> _Study questions_
1/ List every length of time that the article about New Jersey's first COVID-19 vaccine recipient gives, along with what each one measures.
2/ Extend the article about the nurse who received New Jersey's first COVID-19 vaccine, picking up after its final paragraph.

Meet the nurse who was the first person in N.J. to get a COVID-19 vaccine - Health Professionals & Allied Employees

Meet the nurse who was the first person in N.J. to get a COVID-19 vaccine

Taken from NJ.com

By Brent Johnson | NJ Advance Media

December 15, 2020

Maritza Beniquez was shaking before she even arrived at University Hospital in Newark on Tuesday morning.

Not out of fear, she insisted.

“Just from excitement,” the ER nurse explained. “Like a puppy that’s just really excited.”

With a jab to her right arm at 8:10 a.m., Beniquez became the first person in New Jersey to receive a vaccine for the coronavirus, outside of a clinical trial.

And it just happened to come on her 56th birthday.

“I honestly didn’t plan it this way,” she said. “But it worked out.”

Beniquez was the first of 80 healthcare workers slated to receive their first dose of the vaccine at University Hospital on Tuesday, the beginning of the state’s latest — and most promising — chapter in fighting a virus that has killed more than 17,000 of its residents.

All recipients will receive their second dose of the two-dose Pfizer vaccine a few weeks after their first, officials said.

“This is the best birthday present ever,” Beniquez exclaimed after receiving the shot, which she said didn’t hurt. “I can see that light at the end of the tunnel.”

A mother of three and grandmother of two, Beniquez has worked in the ER at University Hospital for the last five years. It’s usually a busy place, she said, but COVID-19 “was like our worst nightmare.”

“It was just wave after wave of critically ill patients coming in, with no end in sight,” she said. “It was like watching a tornado or a hurricane cause that sort of devastation in the field — but instead of it being buildings it was our own people, our Black and Latino communities.”

Beniquez stressed the vaccine will help put her at ease.

“I’m happy that in another month and a half, I won’t have to be afraid to go into a room anymore,” she said. “I won’t have to be afraid to perform chest compressions or be present when they’re intubating a patient.”

> _Supplied information_
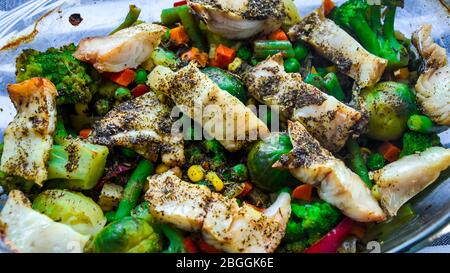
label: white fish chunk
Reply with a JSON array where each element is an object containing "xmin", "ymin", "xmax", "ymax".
[
  {"xmin": 0, "ymin": 190, "xmax": 89, "ymax": 253},
  {"xmin": 73, "ymin": 23, "xmax": 166, "ymax": 72},
  {"xmin": 148, "ymin": 63, "xmax": 269, "ymax": 152},
  {"xmin": 373, "ymin": 147, "xmax": 450, "ymax": 216},
  {"xmin": 289, "ymin": 12, "xmax": 388, "ymax": 87},
  {"xmin": 412, "ymin": 25, "xmax": 450, "ymax": 126},
  {"xmin": 273, "ymin": 122, "xmax": 386, "ymax": 222},
  {"xmin": 245, "ymin": 54, "xmax": 362, "ymax": 152},
  {"xmin": 0, "ymin": 78, "xmax": 57, "ymax": 185},
  {"xmin": 145, "ymin": 171, "xmax": 291, "ymax": 253},
  {"xmin": 187, "ymin": 0, "xmax": 286, "ymax": 40},
  {"xmin": 88, "ymin": 91, "xmax": 184, "ymax": 166}
]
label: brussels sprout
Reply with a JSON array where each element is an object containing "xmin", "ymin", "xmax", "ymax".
[
  {"xmin": 92, "ymin": 216, "xmax": 162, "ymax": 253},
  {"xmin": 33, "ymin": 189, "xmax": 106, "ymax": 235},
  {"xmin": 361, "ymin": 82, "xmax": 417, "ymax": 141},
  {"xmin": 202, "ymin": 66, "xmax": 247, "ymax": 103},
  {"xmin": 247, "ymin": 133, "xmax": 295, "ymax": 192}
]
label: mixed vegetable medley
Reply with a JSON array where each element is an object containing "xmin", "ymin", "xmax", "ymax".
[{"xmin": 0, "ymin": 0, "xmax": 450, "ymax": 253}]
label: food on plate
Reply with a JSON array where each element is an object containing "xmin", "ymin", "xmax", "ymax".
[{"xmin": 0, "ymin": 0, "xmax": 450, "ymax": 253}]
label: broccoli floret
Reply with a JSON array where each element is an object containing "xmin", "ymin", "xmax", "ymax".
[
  {"xmin": 367, "ymin": 153, "xmax": 385, "ymax": 171},
  {"xmin": 330, "ymin": 0, "xmax": 409, "ymax": 70},
  {"xmin": 16, "ymin": 44, "xmax": 99, "ymax": 105},
  {"xmin": 283, "ymin": 202, "xmax": 341, "ymax": 252},
  {"xmin": 400, "ymin": 131, "xmax": 441, "ymax": 157}
]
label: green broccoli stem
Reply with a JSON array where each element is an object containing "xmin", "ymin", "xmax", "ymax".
[
  {"xmin": 109, "ymin": 5, "xmax": 141, "ymax": 35},
  {"xmin": 160, "ymin": 224, "xmax": 187, "ymax": 253},
  {"xmin": 349, "ymin": 15, "xmax": 381, "ymax": 56},
  {"xmin": 347, "ymin": 138, "xmax": 373, "ymax": 189},
  {"xmin": 115, "ymin": 159, "xmax": 154, "ymax": 220}
]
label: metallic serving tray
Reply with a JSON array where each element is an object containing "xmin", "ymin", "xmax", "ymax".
[{"xmin": 0, "ymin": 0, "xmax": 450, "ymax": 252}]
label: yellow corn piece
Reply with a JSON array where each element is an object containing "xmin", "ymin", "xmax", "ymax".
[
  {"xmin": 188, "ymin": 165, "xmax": 205, "ymax": 182},
  {"xmin": 206, "ymin": 172, "xmax": 224, "ymax": 192},
  {"xmin": 155, "ymin": 163, "xmax": 170, "ymax": 174}
]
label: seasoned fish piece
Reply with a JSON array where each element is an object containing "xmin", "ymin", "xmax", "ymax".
[
  {"xmin": 145, "ymin": 171, "xmax": 291, "ymax": 253},
  {"xmin": 273, "ymin": 122, "xmax": 386, "ymax": 222},
  {"xmin": 245, "ymin": 54, "xmax": 361, "ymax": 152},
  {"xmin": 373, "ymin": 147, "xmax": 450, "ymax": 216},
  {"xmin": 0, "ymin": 78, "xmax": 57, "ymax": 186},
  {"xmin": 0, "ymin": 190, "xmax": 89, "ymax": 253},
  {"xmin": 149, "ymin": 63, "xmax": 269, "ymax": 152},
  {"xmin": 73, "ymin": 23, "xmax": 166, "ymax": 72},
  {"xmin": 187, "ymin": 0, "xmax": 286, "ymax": 39},
  {"xmin": 88, "ymin": 92, "xmax": 184, "ymax": 165},
  {"xmin": 412, "ymin": 25, "xmax": 450, "ymax": 126},
  {"xmin": 289, "ymin": 12, "xmax": 388, "ymax": 87}
]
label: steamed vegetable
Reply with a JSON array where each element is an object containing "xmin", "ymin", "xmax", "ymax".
[
  {"xmin": 400, "ymin": 132, "xmax": 441, "ymax": 157},
  {"xmin": 283, "ymin": 202, "xmax": 341, "ymax": 253},
  {"xmin": 247, "ymin": 133, "xmax": 295, "ymax": 192},
  {"xmin": 92, "ymin": 216, "xmax": 162, "ymax": 253},
  {"xmin": 361, "ymin": 82, "xmax": 417, "ymax": 141},
  {"xmin": 202, "ymin": 67, "xmax": 248, "ymax": 103},
  {"xmin": 331, "ymin": 0, "xmax": 409, "ymax": 70},
  {"xmin": 33, "ymin": 189, "xmax": 106, "ymax": 236},
  {"xmin": 16, "ymin": 44, "xmax": 98, "ymax": 104}
]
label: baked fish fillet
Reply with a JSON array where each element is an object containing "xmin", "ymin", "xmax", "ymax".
[
  {"xmin": 289, "ymin": 12, "xmax": 388, "ymax": 87},
  {"xmin": 145, "ymin": 171, "xmax": 291, "ymax": 253},
  {"xmin": 148, "ymin": 63, "xmax": 269, "ymax": 152},
  {"xmin": 412, "ymin": 25, "xmax": 450, "ymax": 126},
  {"xmin": 0, "ymin": 78, "xmax": 57, "ymax": 186},
  {"xmin": 245, "ymin": 54, "xmax": 362, "ymax": 152},
  {"xmin": 73, "ymin": 23, "xmax": 166, "ymax": 72},
  {"xmin": 373, "ymin": 147, "xmax": 450, "ymax": 216},
  {"xmin": 273, "ymin": 122, "xmax": 386, "ymax": 222},
  {"xmin": 88, "ymin": 92, "xmax": 184, "ymax": 165},
  {"xmin": 187, "ymin": 0, "xmax": 286, "ymax": 40}
]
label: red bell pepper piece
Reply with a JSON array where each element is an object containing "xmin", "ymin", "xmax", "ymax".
[{"xmin": 304, "ymin": 217, "xmax": 353, "ymax": 253}]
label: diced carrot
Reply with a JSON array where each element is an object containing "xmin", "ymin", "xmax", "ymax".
[
  {"xmin": 131, "ymin": 84, "xmax": 150, "ymax": 98},
  {"xmin": 197, "ymin": 239, "xmax": 223, "ymax": 253},
  {"xmin": 238, "ymin": 182, "xmax": 253, "ymax": 197},
  {"xmin": 215, "ymin": 44, "xmax": 236, "ymax": 69},
  {"xmin": 323, "ymin": 0, "xmax": 336, "ymax": 16},
  {"xmin": 394, "ymin": 67, "xmax": 409, "ymax": 80},
  {"xmin": 378, "ymin": 142, "xmax": 400, "ymax": 162},
  {"xmin": 106, "ymin": 68, "xmax": 136, "ymax": 86},
  {"xmin": 169, "ymin": 26, "xmax": 189, "ymax": 46},
  {"xmin": 269, "ymin": 29, "xmax": 289, "ymax": 41},
  {"xmin": 183, "ymin": 237, "xmax": 198, "ymax": 253},
  {"xmin": 181, "ymin": 47, "xmax": 209, "ymax": 67},
  {"xmin": 350, "ymin": 223, "xmax": 366, "ymax": 239},
  {"xmin": 292, "ymin": 184, "xmax": 313, "ymax": 201},
  {"xmin": 79, "ymin": 129, "xmax": 92, "ymax": 139},
  {"xmin": 173, "ymin": 1, "xmax": 187, "ymax": 8}
]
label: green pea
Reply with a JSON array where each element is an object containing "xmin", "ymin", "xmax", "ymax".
[
  {"xmin": 120, "ymin": 147, "xmax": 138, "ymax": 158},
  {"xmin": 134, "ymin": 68, "xmax": 148, "ymax": 84},
  {"xmin": 284, "ymin": 58, "xmax": 300, "ymax": 73},
  {"xmin": 114, "ymin": 87, "xmax": 131, "ymax": 101},
  {"xmin": 294, "ymin": 42, "xmax": 308, "ymax": 61},
  {"xmin": 94, "ymin": 99, "xmax": 111, "ymax": 116}
]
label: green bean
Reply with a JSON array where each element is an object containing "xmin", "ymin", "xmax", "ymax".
[
  {"xmin": 347, "ymin": 138, "xmax": 373, "ymax": 189},
  {"xmin": 323, "ymin": 72, "xmax": 345, "ymax": 101},
  {"xmin": 115, "ymin": 159, "xmax": 154, "ymax": 220},
  {"xmin": 178, "ymin": 5, "xmax": 208, "ymax": 52},
  {"xmin": 109, "ymin": 5, "xmax": 141, "ymax": 35}
]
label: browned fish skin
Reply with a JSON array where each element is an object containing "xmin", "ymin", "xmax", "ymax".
[{"xmin": 88, "ymin": 92, "xmax": 184, "ymax": 165}]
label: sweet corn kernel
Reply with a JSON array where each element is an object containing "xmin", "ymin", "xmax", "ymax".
[
  {"xmin": 155, "ymin": 163, "xmax": 170, "ymax": 174},
  {"xmin": 206, "ymin": 172, "xmax": 224, "ymax": 192},
  {"xmin": 188, "ymin": 165, "xmax": 205, "ymax": 182}
]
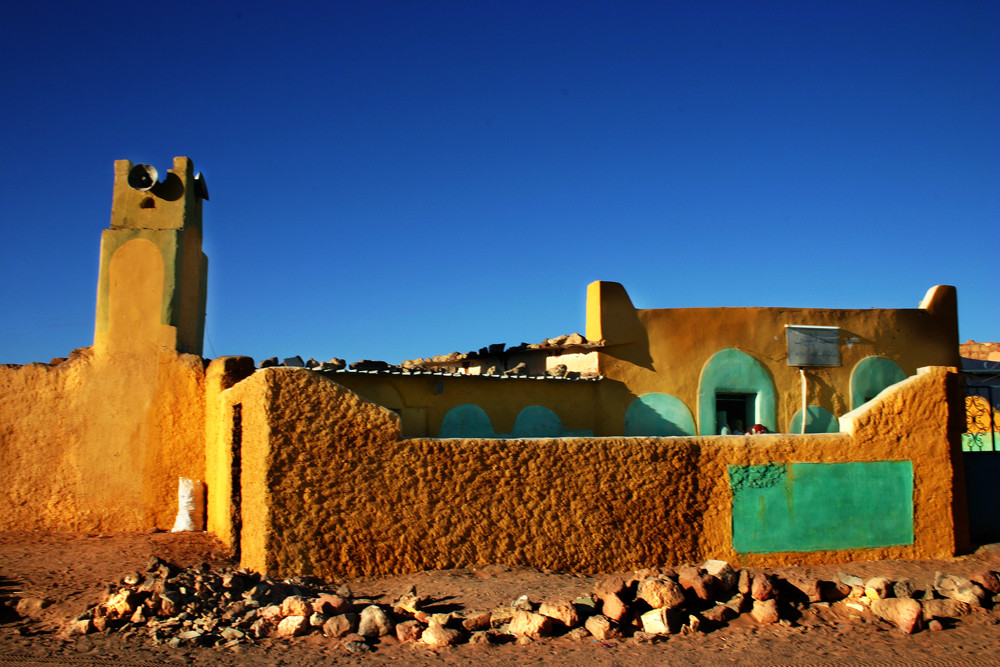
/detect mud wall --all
[0,348,205,531]
[586,281,959,435]
[215,369,961,577]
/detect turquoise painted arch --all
[788,405,840,433]
[698,347,776,435]
[510,405,565,438]
[438,403,497,438]
[625,393,695,437]
[851,357,906,410]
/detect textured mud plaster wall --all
[0,348,205,531]
[222,369,955,577]
[586,281,959,435]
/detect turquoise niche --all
[698,347,777,435]
[625,393,695,437]
[438,403,497,438]
[438,403,594,438]
[729,461,913,554]
[851,357,906,410]
[788,405,840,433]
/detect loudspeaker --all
[128,164,160,192]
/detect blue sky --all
[0,0,1000,363]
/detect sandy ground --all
[0,532,1000,667]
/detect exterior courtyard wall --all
[0,348,205,532]
[223,368,963,577]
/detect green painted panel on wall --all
[729,461,913,553]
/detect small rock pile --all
[66,558,1000,652]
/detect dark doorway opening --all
[715,393,757,435]
[229,403,243,562]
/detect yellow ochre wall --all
[208,368,962,577]
[586,281,960,435]
[0,348,205,531]
[0,157,207,531]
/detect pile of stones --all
[66,558,1000,652]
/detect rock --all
[871,598,923,635]
[601,593,628,622]
[66,618,94,637]
[281,595,314,616]
[701,602,740,625]
[584,614,621,641]
[892,579,917,598]
[342,639,372,653]
[538,602,580,628]
[420,628,462,646]
[547,364,569,377]
[723,593,753,616]
[674,565,717,600]
[358,604,393,637]
[969,570,1000,595]
[396,621,424,644]
[274,616,309,637]
[510,610,554,639]
[934,572,987,607]
[639,607,682,635]
[919,598,972,621]
[701,559,740,593]
[104,588,141,618]
[594,575,625,597]
[750,572,778,607]
[349,359,391,371]
[469,630,490,646]
[392,586,426,614]
[784,574,823,603]
[323,613,360,638]
[865,577,892,600]
[837,572,865,588]
[510,595,534,611]
[128,605,149,625]
[462,611,491,632]
[736,570,752,595]
[249,618,271,639]
[421,613,455,626]
[313,593,351,616]
[750,600,781,624]
[490,607,515,628]
[821,581,853,602]
[257,604,283,623]
[640,578,685,620]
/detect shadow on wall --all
[625,393,695,437]
[437,403,594,439]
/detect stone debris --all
[60,558,1000,653]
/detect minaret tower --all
[94,157,208,355]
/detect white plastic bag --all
[170,477,205,533]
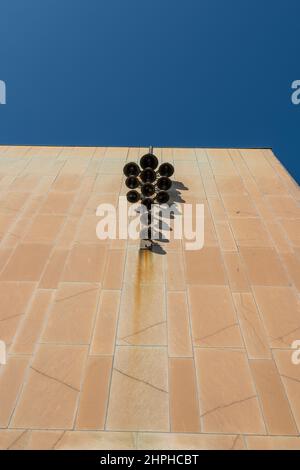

> _Your responses_
1/
- A few weeks: the gap between a recipient's first and second dose of the Pfizer vaccine.
- The last five years: how long Beniquez has worked in the ER at University Hospital.
- Another month and a half: how long until Beniquez says she won't have to be afraid to go into a room anymore.

2/
“I don’t want to be afraid anymore, and I don’t want to have that risk of taking it home to my own family and my own friends,” Beniquez added. “We have no choice. We can’t afford to lose any more people.”

The vaccine is expected to be given to healthcare workers at five other hospitals across the state Tuesday, with others following in the coming days. Longterm care residents are also slated to be among the first recipients. A broader rollout for the general public is expected by April or May.

Officials hope to get 70% of New Jersey’s adult population vaccinated — a lofty goal considering some polls showing some people do not want to take it.

Beniquez, who is Latina, said she’s sympathetic to people — especially minorities — who are concerned about whether the vaccine is safe.

“I understand their fears, I do,” she said. “But I’m here to say to my community, to my people, to my Latinos, to my Blacks, to just everyone around the world: This vaccine is safe. I wouldn’t take it if it wasn’t safe. I have a family, too. I am just like you.”

She noted that officials say it’s 95% effective.

“I’ll take that over the Russian Roulette that we have to play” with the virus, Beniquez said.

Beniquez said her daughter cried out of worry as she prepared to take the vaccine.